[Opening SUPPLIED TEXT section]

A year in books

“The Things They Carried” by Tim O’Brien – Lilly Keller 

I’ll admit, war books are definitely not my forte, however, “The Things They Carried” has proven to be the exception. Comprising a handful of short fictional stories, O’Brien goes beyond the traditional realm of Vietnam retellings, instead choosing to analyze the environment, courage and humanity of those drafted into the war. As highlighted within the title story, “The Things They Carried” is about more than the weight of an M-16 or grenade, but the anguish, love and longing that each soldier bears throughout the war. 

“Mysterious Skin” by Scott Heim 

Few books have wrecked me such as Heim’s 1995 debut. I’m serious, this narrative of two boys hurtling towards vastly different yet intersecting trajectories left me crying so hard I almost vomited. Incredibly unsettling yet painfully realistic, “Mysterious Skin” is not for the faint of heart. I cannot recommend looking up a content warning before starting this book. However, if reading is not your forte, this book was adapted to film in 2004 startrng Joseph Gordon Levitt. 

“Legendborn” by Tracey Deonn – Nadia Carolina Hernandez

As a young adult lover, this book is exactly what every non-white reader needs. Growing up, I have gotten very tired of reading the same YA main girl protagonist being white. Deonn’s first book offers the experience of a Black girl protagonist in this mystical, magic and mystery series. Deonn challenges norms in YA and in life regarding sexism and racism with a little love triangle and occasional demon battle sprinkled in. I loved this book and cannot wait for Deonn to shake up the YA fantasy world. 

“Aristotle and Dante Dive into the Water of the World” by Benjamin Alire Saenz – Nadia Carolina Hernandez

If you haven’t read the first book, what are you waiting for? Once again, Saenz challenges ideas of racism, toxic masculinity and homophobia when two Latino boys from El Paso, Texas fall in love in the first book. But what happens next? I cannot underestimate how much I cried at the ending in front of my roommates on a random evening. I highly encourage anyone who loves an impossible love story to check out Saenz. 

“The Secret History” by Donna Tartt-Una Cleary

Over my winter break reading journey, this book did not leave my side for a solid two weeks. By the end of the book, you will be left wondering why you didn’t choose to go to a small college in upstate Vermont and major in Classics. Behind the ambiance of the main characters being fluent in Greek, there is a dark, mysterious element to the novel that provides unexpected plot twists. I was flabbergasted several times by the events that occur relating to mental health, alcoholism and violent drug use. More than just a thrilling mystery, it may leave you emotionally wrecked questioning your existence.

[Closing SUPPLIED TEXT section]
[Opening PROVIDED MATERIAL section]

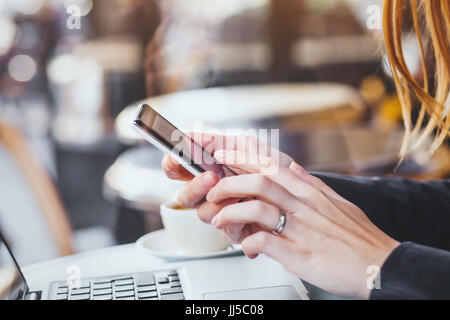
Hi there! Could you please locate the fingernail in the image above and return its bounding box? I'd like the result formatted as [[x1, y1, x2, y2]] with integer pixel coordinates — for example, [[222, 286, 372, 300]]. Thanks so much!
[[214, 150, 225, 161], [206, 190, 214, 202], [202, 172, 216, 188], [289, 161, 307, 178]]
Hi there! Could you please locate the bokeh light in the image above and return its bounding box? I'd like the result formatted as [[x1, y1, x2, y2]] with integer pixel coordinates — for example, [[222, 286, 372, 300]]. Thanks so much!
[[14, 0, 44, 15], [47, 54, 79, 84], [64, 0, 94, 16], [8, 54, 37, 82]]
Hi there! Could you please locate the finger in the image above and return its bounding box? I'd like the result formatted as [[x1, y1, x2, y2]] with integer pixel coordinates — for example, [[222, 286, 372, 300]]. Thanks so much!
[[211, 200, 298, 237], [206, 174, 302, 213], [162, 155, 194, 181], [289, 162, 370, 224], [187, 132, 292, 168], [178, 172, 219, 208], [211, 150, 334, 214], [242, 231, 299, 266], [197, 199, 239, 224], [214, 150, 280, 175]]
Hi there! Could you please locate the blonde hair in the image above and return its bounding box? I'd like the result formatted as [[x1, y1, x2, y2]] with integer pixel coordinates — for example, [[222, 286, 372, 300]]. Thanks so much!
[[383, 0, 450, 160]]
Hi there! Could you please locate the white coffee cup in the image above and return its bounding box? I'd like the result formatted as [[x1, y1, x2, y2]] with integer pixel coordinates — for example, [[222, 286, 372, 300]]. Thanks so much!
[[160, 201, 229, 254]]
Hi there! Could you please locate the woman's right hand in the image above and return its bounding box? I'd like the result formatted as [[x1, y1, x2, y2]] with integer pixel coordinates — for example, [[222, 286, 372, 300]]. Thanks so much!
[[162, 133, 292, 242]]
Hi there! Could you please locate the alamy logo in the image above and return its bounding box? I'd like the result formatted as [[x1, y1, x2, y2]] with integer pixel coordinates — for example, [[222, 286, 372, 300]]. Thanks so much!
[[366, 5, 382, 30], [66, 265, 81, 288], [366, 265, 381, 290], [66, 5, 81, 30]]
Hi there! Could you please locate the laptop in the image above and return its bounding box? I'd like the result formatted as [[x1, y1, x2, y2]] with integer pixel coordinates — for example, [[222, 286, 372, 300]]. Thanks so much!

[Closing PROVIDED MATERIAL section]

TO DO:
a – According to the book reviews, in what year was “Mysterious Skin” adapted to film?
b – Please restate word for word everything in the book reviews from "Over my winter" down to "questioning your existence.".

ANSWERS FOR THE EXERCISE:
a – 2004

b –
Over my winter break reading journey, this book did not leave my side for a solid two weeks. By the end of the book, you will be left wondering why you didn’t choose to go to a small college in upstate Vermont and major in Classics. Behind the ambiance of the main characters being fluent in Greek, there is a dark, mysterious element to the novel that provides unexpected plot twists. I was flabbergasted several times by the events that occur relating to mental health, alcoholism and violent drug use. More than just a thrilling mystery, it may leave you emotionally wrecked questioning your existence.